Below are some records. Reproduce them exactly from their first line through the line with "I would be grateful for your help identifying the white sheep", inclusive.

##############################

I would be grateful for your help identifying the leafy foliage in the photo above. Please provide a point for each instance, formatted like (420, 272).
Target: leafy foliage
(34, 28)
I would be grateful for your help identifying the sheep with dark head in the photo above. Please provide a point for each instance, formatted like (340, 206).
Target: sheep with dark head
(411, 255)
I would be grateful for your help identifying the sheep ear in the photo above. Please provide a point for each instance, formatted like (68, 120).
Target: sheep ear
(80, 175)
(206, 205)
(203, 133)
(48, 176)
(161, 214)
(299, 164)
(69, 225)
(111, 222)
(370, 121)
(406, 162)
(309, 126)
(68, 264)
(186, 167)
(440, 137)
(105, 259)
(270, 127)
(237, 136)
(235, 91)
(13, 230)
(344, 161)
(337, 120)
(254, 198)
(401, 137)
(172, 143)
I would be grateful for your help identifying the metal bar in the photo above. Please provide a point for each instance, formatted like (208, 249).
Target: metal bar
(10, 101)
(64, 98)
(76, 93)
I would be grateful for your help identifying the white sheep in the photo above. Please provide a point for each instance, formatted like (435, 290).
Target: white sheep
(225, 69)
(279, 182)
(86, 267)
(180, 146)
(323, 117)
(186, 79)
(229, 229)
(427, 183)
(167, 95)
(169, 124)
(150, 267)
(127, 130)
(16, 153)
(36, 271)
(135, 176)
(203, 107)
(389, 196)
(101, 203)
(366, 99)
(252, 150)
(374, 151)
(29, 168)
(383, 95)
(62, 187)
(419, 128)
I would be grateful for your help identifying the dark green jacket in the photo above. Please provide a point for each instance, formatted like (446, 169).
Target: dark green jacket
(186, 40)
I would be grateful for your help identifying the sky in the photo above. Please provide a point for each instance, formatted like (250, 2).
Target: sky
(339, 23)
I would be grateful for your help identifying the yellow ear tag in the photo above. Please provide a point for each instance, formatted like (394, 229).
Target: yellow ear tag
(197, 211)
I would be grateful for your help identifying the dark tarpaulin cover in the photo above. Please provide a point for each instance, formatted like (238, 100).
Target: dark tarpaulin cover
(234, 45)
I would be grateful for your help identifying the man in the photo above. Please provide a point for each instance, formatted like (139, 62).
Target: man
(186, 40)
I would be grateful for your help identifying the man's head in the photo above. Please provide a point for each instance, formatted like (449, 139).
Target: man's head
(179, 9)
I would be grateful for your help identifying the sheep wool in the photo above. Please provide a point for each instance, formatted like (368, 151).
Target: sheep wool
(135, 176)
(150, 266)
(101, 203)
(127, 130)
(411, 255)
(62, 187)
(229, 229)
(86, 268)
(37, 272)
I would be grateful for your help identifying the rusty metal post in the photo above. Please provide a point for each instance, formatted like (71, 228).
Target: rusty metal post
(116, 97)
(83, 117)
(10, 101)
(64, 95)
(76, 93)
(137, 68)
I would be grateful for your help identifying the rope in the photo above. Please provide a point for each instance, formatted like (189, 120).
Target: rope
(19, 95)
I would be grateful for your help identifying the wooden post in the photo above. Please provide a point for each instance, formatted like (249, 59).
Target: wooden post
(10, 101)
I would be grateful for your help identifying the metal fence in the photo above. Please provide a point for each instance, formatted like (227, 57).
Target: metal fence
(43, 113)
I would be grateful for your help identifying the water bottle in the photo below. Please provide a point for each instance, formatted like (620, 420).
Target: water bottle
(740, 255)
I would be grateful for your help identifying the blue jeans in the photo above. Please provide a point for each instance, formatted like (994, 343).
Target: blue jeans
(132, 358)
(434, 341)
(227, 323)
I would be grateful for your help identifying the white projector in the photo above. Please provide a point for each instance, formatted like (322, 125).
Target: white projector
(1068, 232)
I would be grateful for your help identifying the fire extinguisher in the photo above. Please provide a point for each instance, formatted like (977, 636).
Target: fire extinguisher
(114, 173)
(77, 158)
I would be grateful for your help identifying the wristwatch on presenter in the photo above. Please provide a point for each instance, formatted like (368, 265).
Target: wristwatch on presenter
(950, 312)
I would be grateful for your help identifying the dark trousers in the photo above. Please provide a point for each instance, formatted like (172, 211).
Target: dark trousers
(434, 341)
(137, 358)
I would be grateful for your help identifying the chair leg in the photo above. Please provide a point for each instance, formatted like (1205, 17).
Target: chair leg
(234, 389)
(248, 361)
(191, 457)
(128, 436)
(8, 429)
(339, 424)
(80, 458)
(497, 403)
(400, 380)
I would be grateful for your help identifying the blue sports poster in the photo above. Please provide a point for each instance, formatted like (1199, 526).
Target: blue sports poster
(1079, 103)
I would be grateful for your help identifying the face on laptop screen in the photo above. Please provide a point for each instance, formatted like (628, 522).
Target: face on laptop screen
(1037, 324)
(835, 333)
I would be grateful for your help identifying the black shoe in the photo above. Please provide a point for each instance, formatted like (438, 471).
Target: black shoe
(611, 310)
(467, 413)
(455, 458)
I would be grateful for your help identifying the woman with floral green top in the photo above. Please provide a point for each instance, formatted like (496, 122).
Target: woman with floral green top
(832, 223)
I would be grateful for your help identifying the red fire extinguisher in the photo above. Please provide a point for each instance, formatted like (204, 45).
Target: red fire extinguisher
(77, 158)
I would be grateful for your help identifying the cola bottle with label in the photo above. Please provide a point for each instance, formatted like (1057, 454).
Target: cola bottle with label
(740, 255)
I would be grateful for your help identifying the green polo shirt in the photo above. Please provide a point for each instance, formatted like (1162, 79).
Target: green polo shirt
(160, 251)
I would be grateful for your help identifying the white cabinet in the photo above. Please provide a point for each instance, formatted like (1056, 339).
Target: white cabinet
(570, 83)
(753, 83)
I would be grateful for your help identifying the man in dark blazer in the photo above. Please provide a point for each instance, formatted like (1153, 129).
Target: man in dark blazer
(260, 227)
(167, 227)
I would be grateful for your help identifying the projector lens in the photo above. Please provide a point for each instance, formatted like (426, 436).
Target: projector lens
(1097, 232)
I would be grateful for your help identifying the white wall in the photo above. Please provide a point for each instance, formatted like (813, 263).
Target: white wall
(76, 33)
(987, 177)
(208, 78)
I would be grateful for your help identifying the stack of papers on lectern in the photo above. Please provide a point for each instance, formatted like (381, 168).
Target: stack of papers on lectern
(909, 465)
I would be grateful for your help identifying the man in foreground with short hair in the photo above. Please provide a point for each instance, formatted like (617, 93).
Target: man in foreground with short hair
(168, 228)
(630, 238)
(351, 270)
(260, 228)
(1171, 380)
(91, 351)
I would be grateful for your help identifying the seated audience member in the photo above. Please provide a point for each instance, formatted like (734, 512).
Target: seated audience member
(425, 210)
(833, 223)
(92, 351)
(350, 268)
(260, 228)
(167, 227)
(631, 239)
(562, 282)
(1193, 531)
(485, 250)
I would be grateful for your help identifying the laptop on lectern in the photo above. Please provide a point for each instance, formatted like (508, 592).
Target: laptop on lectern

##############################

**RESULT**
I would be grateful for your help identifying the leafy foliage in the photo above. Please provide a point for each instance, formatted like (420, 272).
Target: leafy foliage
(34, 28)
I would be grateful for your help identifying the sheep with dark head in the photo above. Please provide a point for each instance, formatted like (340, 206).
Target: sheep with dark head
(411, 255)
I would be grateful for your help identifying the sheep ear in the photo above. Please provide a point for each instance, formatted like (68, 120).
Target: sheep ear
(80, 175)
(206, 205)
(203, 133)
(48, 176)
(161, 214)
(299, 164)
(69, 225)
(111, 222)
(370, 121)
(406, 162)
(309, 126)
(68, 264)
(186, 167)
(440, 137)
(105, 259)
(270, 127)
(237, 136)
(235, 91)
(13, 230)
(344, 161)
(337, 120)
(254, 198)
(401, 137)
(172, 143)
I would be grateful for your help identifying the metal bar in the photo above. Please provide a point for each instance, formatted like (208, 249).
Target: metal bar
(10, 101)
(64, 98)
(76, 93)
I would be grateful for your help identifying the white sheep in the photo above. Please provide a point for each instance, formatted like (435, 290).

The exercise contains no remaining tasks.